What you will do
Please reproduce the entries below exactly, leaving the pictures out.

Entries shown
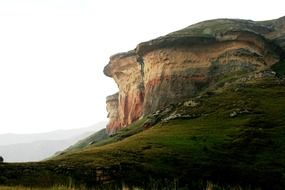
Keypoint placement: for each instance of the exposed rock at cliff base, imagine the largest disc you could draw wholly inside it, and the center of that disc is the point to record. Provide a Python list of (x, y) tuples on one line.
[(126, 71), (178, 66)]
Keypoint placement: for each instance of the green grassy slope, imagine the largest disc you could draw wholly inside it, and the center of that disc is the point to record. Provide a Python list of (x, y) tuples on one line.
[(247, 147), (234, 135)]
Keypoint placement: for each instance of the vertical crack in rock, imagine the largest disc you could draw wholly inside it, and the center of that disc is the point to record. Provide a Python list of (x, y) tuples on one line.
[(176, 67)]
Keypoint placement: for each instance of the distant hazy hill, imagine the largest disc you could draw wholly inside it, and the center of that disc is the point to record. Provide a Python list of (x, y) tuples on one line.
[(36, 147)]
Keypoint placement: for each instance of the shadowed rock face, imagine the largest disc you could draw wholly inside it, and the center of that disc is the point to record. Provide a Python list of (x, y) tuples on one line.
[(175, 67), (128, 107)]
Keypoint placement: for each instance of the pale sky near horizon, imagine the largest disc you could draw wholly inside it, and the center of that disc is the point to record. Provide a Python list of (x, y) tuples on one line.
[(52, 52)]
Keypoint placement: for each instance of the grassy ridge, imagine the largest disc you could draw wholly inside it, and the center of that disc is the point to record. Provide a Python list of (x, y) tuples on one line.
[(214, 146), (236, 137)]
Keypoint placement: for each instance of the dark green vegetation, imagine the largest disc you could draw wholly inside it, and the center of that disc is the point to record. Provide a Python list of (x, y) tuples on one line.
[(236, 135), (231, 134)]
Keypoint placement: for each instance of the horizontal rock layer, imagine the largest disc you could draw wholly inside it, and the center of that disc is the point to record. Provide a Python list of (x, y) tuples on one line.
[(173, 68)]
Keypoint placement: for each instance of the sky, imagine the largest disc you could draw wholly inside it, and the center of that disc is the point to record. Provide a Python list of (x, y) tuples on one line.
[(52, 52)]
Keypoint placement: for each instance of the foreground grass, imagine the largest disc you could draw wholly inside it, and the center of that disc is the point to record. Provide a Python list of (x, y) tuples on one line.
[(246, 149), (30, 188)]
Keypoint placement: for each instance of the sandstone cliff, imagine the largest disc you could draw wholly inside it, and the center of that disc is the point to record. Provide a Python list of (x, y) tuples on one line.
[(173, 68)]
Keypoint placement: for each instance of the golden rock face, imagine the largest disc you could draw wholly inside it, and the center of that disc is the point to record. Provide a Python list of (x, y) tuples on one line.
[(170, 70)]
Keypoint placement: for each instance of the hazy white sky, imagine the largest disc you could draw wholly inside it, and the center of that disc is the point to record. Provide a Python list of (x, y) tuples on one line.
[(52, 52)]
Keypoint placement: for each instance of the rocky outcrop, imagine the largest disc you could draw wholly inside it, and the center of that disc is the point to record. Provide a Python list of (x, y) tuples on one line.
[(128, 106), (173, 68)]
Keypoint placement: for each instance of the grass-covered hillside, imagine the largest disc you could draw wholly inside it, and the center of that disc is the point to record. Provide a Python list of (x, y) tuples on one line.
[(233, 135)]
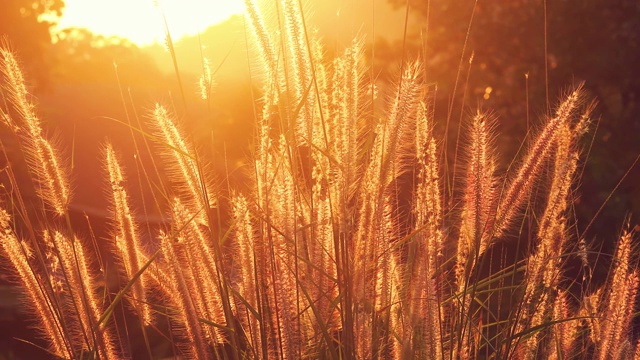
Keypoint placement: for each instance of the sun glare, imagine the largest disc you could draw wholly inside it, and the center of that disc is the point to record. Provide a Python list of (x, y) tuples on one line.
[(140, 20)]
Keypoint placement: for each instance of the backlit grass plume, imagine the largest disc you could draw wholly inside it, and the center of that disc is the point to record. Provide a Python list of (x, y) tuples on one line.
[(338, 244)]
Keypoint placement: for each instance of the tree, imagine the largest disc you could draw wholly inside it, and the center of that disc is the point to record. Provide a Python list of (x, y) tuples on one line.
[(540, 48), (26, 25)]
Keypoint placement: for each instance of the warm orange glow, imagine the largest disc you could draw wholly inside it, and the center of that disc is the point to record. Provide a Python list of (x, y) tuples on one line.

Solution for this task
Keypoint placement: for each instance of the exposed rock at cliff base, imagine the largest disc you could draw wholly inside it, and the center of that disc is the point to record. Provide a Python list of (x, y) tuples on one line.
[(126, 71), (178, 66)]
Keypoint placement: for each instance of the green grassy slope, imagine the largest disc you could draw wholly inside it, and the center of that disc is the point to record. Provide a Python list of (x, y) tuples on one line.
[(247, 147), (234, 135)]
Keypoint placement: for each instance of the vertical crack in rock, imagine the largest disc you could draw wholly inside it, and the center of that disc is the point to record. Provide a Python list of (x, y) tuples on one line.
[(176, 67)]
Keypoint placement: for each instance of the distant hazy hill, imagine the largest disc you could draw wholly inside it, and the center of that disc is the point to record. Provide a Python list of (x, y) tuples on one line.
[(36, 147)]
Keypoint placement: for each instance of the shadowed rock face, imagine the largest disc you could draw wholly inside it, and the center of that disc is the point to record. Provide a Python list of (x, y) tuples on one line.
[(175, 67), (128, 107)]
Keypoint placement: for each instance of the pale sky near horizon, imagine the largest disc you could draw wholly inside it, and the center of that disc is the point to record. Provide a Python list of (x, y) tuples on one line.
[(52, 52)]
Keypoint placement: for each instance of the grassy ridge, imagine the largest disc you could draw wholly inside it, and the center of that disc is the point to record. Provide a Python list of (x, y) tuples on one line.
[(214, 146), (236, 137)]
Keypoint placement: for each instance of the dark green vegetation, imagine the largest disc you could draw wholly inside it, and the center of that disc is the point to record. Provide a Python list of (x, y) tuples on one line.
[(236, 135), (231, 134)]
Keypoint placement: for each instance of the horizontal rock layer, imagine the largest disc you could draw wholly inside it, and the center of that disc is the point to record. Provide a Python list of (x, y) tuples on one line.
[(173, 68)]
Keypoint placement: for each instance of the sky, imagine the largest disc you could draw wholly inside it, and the center of that disc is the point to record. Provide a Python list of (x, y) tuples on one line.
[(52, 52)]
Keypoint placement: for each instance of the foreground grass, imagine the largest disc you could draw wholly inside it, and the center of that disc is the point to record. Provide a Python list of (x, y) tuples on one line.
[(246, 149), (30, 188)]
Keypoint placement: for each instance of the sandstone cliff, imagine the largest disc you could draw wholly inside it, and the center of that disc is the point to record. Provide a Python list of (x, y) tuples on one line.
[(173, 68)]
Keypoint placement: for each instance of the golden rock face, imagine the largest disc you could draw wholly inside it, and the center of that disc is the point to record. Provide a Python list of (x, y) tuples on one line.
[(170, 70)]
Keypoint placement: for each instance of the hazy white sky, imagine the largest disc you could draw wholly inside it, and the center of that disc is the point to record. Provide a Python list of (x, y) tuples on one line.
[(52, 52)]
Keypoint placement: for each instance of the rocky outcrop, imagine the largest disc you could draw wholly inside it, and the center of that disc is the point to record. Provide a Python list of (x, y) tuples on one line.
[(128, 106), (173, 68)]
Keypoint placement: for each instance of the grass-covered hillside, imagine the largest disc you could draw wholly inside it, and the center of that disc is the point to record. Provide a Python list of (x, y) tuples on one line.
[(233, 135)]
Keypoint placement: for each instance of the sun glare, imagine the largest disc you could draw wholly inside it, and the center of that disc is the point to record. Provide a Python list of (x, y) tuples on one line.
[(140, 20)]
Keypoint placement: for each instance of the backlit grass plume, imagine the largest disc you could draw wholly inside it, and the center of that disc is the point to record. Provide a Python list of (x, y) tuples on one line.
[(338, 244)]
Keypoint placement: for each instance of the tree, imagine the largest disc you could draw wholly inside it, and the center of that disc is the point to record. Provide a Python list of (x, y) tuples on one line.
[(540, 48), (26, 25)]
Keypoint placement: for each instance of the warm orange glow, imagine the largest disc you could draw wholly inside it, and the center of that disc is the point to record. Provide a Python list of (x, y) tuples on one line.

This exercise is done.